■ **Aim**
Update the records from the line containing "Pretty please, point out where the dark curved" down through the line containing "335;124;366;148". Replace "Pretty please" with "Please" and give back only those lines, otherwise unchanged.

◇ ◇ ◇ ◇ ◇

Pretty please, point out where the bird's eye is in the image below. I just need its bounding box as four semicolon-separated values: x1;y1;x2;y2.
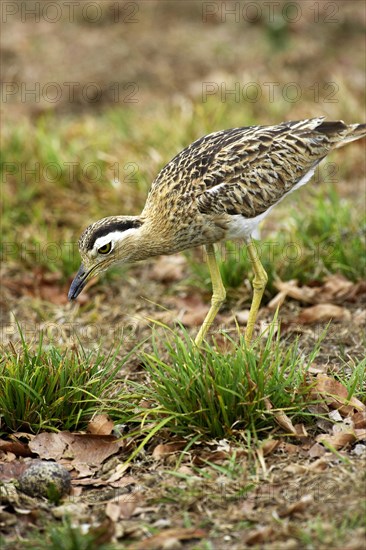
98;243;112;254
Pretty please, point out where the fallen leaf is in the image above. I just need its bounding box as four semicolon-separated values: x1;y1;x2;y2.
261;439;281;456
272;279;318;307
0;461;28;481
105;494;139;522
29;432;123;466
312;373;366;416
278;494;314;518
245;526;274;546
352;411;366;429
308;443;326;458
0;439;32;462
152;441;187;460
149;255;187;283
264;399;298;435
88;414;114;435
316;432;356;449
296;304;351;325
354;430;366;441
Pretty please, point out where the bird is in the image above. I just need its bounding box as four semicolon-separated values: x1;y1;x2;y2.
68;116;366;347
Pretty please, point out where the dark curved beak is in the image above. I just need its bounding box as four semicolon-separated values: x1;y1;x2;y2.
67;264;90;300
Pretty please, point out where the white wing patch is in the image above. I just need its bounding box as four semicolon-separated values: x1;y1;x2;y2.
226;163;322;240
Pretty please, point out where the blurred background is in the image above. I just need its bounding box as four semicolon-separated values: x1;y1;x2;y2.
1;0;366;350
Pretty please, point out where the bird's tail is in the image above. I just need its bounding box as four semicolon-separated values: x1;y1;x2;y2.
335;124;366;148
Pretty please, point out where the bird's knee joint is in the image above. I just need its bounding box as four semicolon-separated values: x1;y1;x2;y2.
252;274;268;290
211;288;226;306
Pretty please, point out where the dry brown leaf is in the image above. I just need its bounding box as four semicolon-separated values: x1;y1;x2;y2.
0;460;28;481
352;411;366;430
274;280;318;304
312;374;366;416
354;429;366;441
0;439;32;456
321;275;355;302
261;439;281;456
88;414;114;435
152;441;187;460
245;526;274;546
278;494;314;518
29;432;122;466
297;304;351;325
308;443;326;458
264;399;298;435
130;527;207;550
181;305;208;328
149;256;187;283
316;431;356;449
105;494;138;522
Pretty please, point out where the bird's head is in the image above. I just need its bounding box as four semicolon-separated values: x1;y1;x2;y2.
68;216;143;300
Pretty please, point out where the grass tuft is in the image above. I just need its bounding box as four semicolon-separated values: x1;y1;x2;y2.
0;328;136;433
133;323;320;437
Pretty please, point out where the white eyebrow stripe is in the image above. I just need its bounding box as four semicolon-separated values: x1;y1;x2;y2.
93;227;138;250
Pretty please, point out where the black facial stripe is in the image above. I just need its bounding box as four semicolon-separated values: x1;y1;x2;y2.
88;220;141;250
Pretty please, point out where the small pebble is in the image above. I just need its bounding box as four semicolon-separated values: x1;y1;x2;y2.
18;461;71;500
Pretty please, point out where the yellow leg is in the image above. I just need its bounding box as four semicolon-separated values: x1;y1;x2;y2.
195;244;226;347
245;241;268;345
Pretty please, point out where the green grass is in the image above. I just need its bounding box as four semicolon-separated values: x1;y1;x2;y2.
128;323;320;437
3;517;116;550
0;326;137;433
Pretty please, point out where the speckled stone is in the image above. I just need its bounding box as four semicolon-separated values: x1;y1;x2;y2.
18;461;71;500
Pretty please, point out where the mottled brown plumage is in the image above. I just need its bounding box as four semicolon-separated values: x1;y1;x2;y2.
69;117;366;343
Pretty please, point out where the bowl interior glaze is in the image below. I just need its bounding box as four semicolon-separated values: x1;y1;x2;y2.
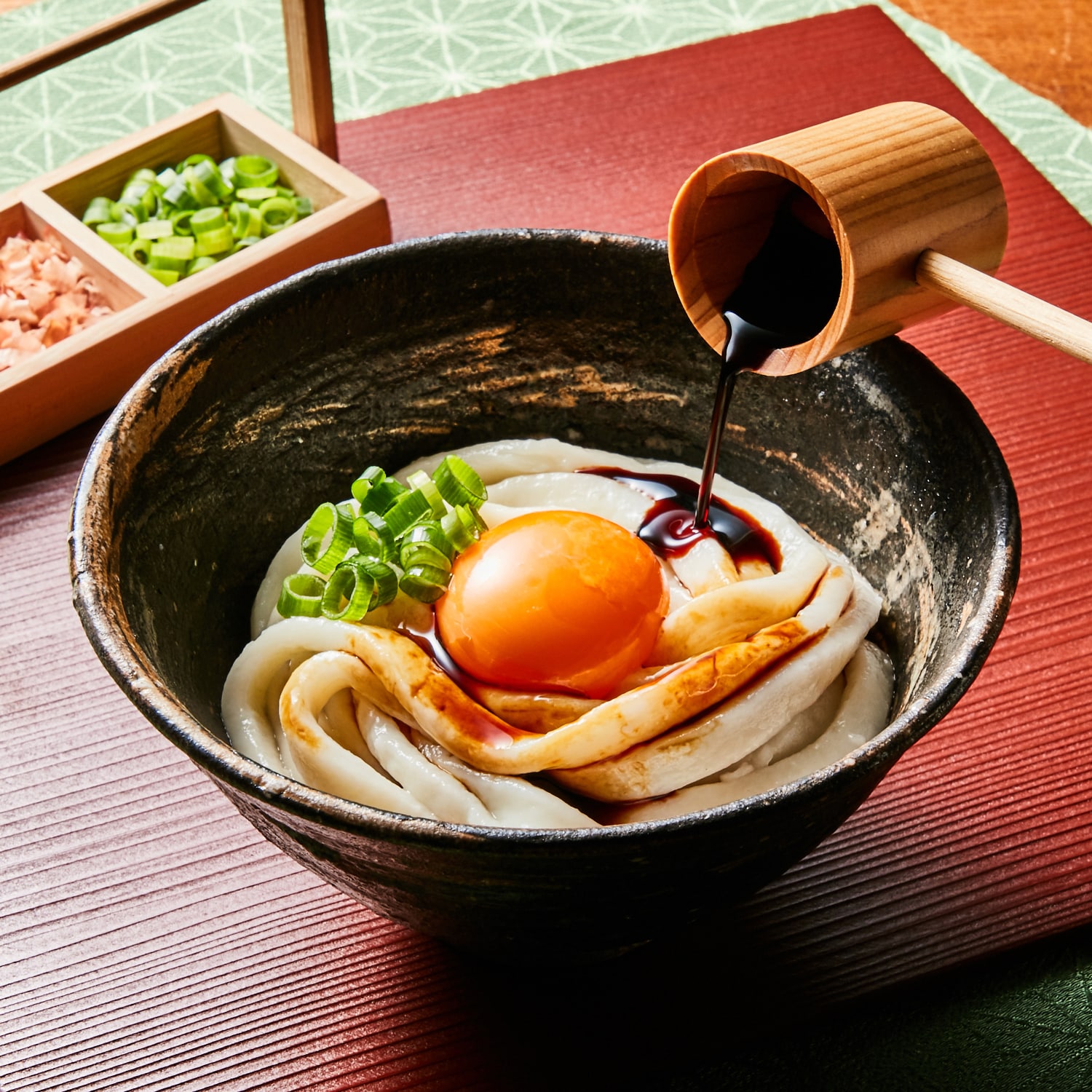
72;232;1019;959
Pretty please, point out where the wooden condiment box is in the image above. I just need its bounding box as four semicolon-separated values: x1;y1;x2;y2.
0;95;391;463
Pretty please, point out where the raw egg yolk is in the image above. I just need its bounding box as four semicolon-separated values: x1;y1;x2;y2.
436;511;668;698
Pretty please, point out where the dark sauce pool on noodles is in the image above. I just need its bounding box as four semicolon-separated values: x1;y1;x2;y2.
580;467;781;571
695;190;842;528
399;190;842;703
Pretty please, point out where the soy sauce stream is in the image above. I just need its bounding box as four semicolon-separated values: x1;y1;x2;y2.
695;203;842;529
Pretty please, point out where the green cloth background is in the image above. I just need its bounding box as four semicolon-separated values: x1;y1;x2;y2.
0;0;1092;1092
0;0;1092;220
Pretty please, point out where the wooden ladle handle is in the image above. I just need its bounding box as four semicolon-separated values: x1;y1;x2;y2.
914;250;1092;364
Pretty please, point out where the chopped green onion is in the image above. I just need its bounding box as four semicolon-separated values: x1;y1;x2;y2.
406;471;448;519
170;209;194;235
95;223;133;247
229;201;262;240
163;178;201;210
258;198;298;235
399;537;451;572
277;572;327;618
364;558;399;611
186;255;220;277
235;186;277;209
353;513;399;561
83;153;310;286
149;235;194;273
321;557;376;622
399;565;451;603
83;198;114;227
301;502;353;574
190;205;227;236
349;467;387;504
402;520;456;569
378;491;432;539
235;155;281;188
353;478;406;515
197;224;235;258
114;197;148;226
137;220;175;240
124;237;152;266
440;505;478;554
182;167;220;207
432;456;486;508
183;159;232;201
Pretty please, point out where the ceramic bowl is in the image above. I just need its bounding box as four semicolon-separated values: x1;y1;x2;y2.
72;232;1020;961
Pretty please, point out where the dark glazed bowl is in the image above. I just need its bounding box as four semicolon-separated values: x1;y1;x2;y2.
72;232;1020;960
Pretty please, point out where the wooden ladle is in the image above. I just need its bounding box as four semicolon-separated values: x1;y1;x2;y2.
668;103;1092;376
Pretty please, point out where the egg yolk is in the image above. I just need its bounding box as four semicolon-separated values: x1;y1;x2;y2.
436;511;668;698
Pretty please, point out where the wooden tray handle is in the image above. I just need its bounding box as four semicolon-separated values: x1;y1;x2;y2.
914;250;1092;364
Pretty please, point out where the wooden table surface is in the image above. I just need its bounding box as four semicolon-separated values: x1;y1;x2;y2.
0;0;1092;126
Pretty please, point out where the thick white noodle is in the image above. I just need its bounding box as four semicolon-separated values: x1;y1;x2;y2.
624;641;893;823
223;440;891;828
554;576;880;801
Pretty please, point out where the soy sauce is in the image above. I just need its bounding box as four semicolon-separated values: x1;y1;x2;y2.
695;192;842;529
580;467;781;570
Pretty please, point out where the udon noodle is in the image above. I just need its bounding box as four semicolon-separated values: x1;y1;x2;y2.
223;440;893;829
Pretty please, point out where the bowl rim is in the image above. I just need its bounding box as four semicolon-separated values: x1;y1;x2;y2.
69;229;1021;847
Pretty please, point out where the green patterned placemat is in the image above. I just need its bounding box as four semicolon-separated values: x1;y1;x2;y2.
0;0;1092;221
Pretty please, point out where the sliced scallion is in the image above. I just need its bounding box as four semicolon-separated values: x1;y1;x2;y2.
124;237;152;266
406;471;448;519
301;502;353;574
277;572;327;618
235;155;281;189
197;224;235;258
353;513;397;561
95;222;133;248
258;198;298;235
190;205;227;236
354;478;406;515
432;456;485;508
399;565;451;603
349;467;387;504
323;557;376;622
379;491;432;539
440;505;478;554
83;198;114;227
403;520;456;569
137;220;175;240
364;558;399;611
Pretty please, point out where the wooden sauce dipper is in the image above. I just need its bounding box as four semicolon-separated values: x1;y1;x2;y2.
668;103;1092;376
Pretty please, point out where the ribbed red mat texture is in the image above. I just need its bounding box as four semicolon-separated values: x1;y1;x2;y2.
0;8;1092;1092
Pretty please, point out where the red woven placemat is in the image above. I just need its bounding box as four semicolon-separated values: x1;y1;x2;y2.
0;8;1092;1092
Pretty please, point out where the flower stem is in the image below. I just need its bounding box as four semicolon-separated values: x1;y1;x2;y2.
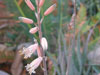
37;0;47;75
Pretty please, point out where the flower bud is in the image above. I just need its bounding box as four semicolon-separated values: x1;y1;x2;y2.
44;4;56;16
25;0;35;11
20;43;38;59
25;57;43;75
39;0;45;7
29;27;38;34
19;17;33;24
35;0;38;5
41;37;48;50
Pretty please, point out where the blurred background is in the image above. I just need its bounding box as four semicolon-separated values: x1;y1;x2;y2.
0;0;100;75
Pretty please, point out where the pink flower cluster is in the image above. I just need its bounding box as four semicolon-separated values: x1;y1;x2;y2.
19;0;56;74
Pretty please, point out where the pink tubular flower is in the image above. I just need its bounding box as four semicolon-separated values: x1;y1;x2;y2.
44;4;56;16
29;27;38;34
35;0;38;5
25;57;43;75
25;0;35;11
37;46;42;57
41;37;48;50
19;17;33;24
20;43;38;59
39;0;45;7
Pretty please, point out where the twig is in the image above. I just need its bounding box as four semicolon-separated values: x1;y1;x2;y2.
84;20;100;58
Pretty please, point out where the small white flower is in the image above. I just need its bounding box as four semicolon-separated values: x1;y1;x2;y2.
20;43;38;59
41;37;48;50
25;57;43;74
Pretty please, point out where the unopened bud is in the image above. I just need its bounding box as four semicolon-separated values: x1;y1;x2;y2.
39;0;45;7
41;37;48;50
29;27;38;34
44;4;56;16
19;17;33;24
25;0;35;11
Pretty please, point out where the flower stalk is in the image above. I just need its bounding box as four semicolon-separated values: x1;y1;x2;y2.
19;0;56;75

◇ ◇ ◇ ◇ ◇

■ **Task output**
Please, point out where the dark curved beak is in the image above. I just need its bounding box as four semicolon-separated values: x1;y1;x2;y2.
67;264;90;300
Please, point out where the white wing patch is in the image above. I just need its bounding box as four semicolon-separated values: x1;y1;x2;y2.
226;163;322;240
Please, point out where the blurred background is in the image above. I just need its bounding box as four semicolon-separated values: x1;y1;x2;y2.
1;0;366;350
Please, point out where the bird's tail is in the image above. I just need its bounding box as four semicolon-separated values: x1;y1;x2;y2.
335;124;366;148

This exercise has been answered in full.